Escribió Teresa de Jesús: “ Las almas que no tienen oración” son “como un cuerpo con perlesía y tulllido, que aunque tiene pies y manos no los puede mandar”. Y San Agustía llega con agudeza a la siguiente conclusión: “Verdaderamente, sabe vivir bien quien sabe orar bien”. El hombre que no ora y no vela se convierte en presa fácil del tentador, que “como león rugiente da vueltas y busca a quien devorar” (1 Pe 5,8).
Por tanto, para llegar a ser hombres de oración hay que desarrollar en nosotros las virtudes y obedecer a Dios, haciendo lo que le agrada. “El altar verdaderaemnte santo es el alma justa y (…9 su perfume es la plegaria digna”. Sin la virtud no puede alcanzarse la oración perfecta, pero sin la oración las vistudes no pueden alcanzar la perfección, dijo Casiano. La oración da impulso, intensidad y extensión a la acción, mientras que la acción recuerda la necesidad del apoyo de la oración para el recto discernimiento de lo que se debe hacer y del modo en que debe hacerse.
Pero la enseñanza sobre la oración cristiana que resulta de los Evangelios no consiste en hablar mucho a Dios sino en amarlo mucho. En efecto, no se trata de multiplicar fórmulas o palabras cuando nos dirigimos al Señor, sino de conservar en el diálogo con Dios la actitud de “llamar con un impulso prolongado y piadoso del corazón a su puerta, un movimiento del ánimo humano hacia lo infinito, lo absoluto. El Dios de la revelación bíblica más que hacerse buscar es aquél que va en busca del hombre: “El Dios que nos ha amado primero (1 Jn 4,19) habla, inicia el diálogo en la historia, y el hombre, frente a esta revelación de si mismo por parte de Dios, reacciona en la fe a través de la bendición, la alabanza, la acción de gracias, la adoración, la petición, la confesión del propio pasado, es decir, a través de la oración, que quiere ser siempre obediencia a quien ha hablado y expresarse como adhesión, esperanza, caridad”. El hombre puede hablar con dios porque Dios ha hablado primero con el hombre resumiendo definitivamente todo en Cristo. En esta perspectiva, pues, la verdadera oración se torna en respuesta del hombre a la Palabra de Dios. La oración es movimiento de reacción al don del amor de Dios, es un querer retornar todo a Dios,, es alabanza, acción de gracias, intercesión a Dios.

----

TAREA REQUERIDA 1: Localice en los registros todas las líneas que contengan la cadena "person" y cópielas, distinguiendo entre mayúsculas y minúsculas.
El fragmento y los registros proceden de fuentes distintas.

MATERIAL PROPORCIONADO:
----

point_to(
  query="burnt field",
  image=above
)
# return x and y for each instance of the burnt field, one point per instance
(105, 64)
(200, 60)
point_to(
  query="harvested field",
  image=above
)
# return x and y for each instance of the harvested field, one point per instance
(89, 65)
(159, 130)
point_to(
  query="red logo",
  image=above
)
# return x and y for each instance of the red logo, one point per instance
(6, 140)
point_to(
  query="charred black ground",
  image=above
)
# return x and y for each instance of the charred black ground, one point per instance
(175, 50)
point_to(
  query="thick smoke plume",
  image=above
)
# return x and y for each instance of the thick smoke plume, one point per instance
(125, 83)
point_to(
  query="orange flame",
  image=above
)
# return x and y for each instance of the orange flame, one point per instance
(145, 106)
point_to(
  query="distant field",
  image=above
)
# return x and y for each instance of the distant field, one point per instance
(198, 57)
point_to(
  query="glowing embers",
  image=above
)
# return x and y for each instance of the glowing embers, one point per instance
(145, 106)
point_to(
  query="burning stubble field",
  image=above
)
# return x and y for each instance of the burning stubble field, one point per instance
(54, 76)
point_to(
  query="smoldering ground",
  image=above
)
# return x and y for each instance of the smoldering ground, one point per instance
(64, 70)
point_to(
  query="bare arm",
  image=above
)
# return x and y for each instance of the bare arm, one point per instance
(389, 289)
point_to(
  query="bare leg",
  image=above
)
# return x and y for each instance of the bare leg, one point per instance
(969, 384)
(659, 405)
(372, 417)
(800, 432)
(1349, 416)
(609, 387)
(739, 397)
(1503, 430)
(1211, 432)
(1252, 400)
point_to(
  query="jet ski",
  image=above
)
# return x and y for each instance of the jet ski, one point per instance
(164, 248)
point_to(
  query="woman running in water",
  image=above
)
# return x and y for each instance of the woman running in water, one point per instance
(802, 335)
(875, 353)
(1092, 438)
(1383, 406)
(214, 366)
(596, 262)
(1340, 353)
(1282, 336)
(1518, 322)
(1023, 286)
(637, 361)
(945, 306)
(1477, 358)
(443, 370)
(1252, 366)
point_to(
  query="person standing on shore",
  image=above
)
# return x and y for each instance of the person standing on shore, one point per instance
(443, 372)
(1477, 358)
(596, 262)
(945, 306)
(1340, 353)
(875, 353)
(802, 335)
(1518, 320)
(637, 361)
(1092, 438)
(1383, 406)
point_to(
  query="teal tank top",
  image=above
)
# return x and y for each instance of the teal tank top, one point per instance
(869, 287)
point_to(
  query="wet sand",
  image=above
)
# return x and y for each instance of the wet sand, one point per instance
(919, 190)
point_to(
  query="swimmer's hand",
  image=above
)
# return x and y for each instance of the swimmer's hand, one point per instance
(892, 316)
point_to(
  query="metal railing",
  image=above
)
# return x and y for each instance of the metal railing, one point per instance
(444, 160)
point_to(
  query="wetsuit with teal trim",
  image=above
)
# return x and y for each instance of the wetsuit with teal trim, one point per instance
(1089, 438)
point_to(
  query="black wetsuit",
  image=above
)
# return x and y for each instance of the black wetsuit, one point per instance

----

TAREA REQUERIDA 2: Reproduzca todo lo que va desde "Por tanto, para" hasta "que debe hacerse." en el fragmento sobre la oración, actualizándolo con "súplica" en lugar de "plegaria".

SOLUCIÓN DE LA TAREA 1:
  query="person standing on shore",
# return x and y for each instance of the person standing on shore, one point per instance

SOLUCIÓN DE LA TAREA 2:
Por tanto, para llegar a ser hombres de oración hay que desarrollar en nosotros las virtudes y obedecer a Dios, haciendo lo que le agrada. “El altar verdaderaemnte santo es el alma justa y (…9 su perfume es la súplica digna”. Sin la virtud no puede alcanzarse la oración perfecta, pero sin la oración las vistudes no pueden alcanzar la perfección, dijo Casiano. La oración da impulso, intensidad y extensión a la acción, mientras que la acción recuerda la necesidad del apoyo de la oración para el recto discernimiento de lo que se debe hacer y del modo en que debe hacerse.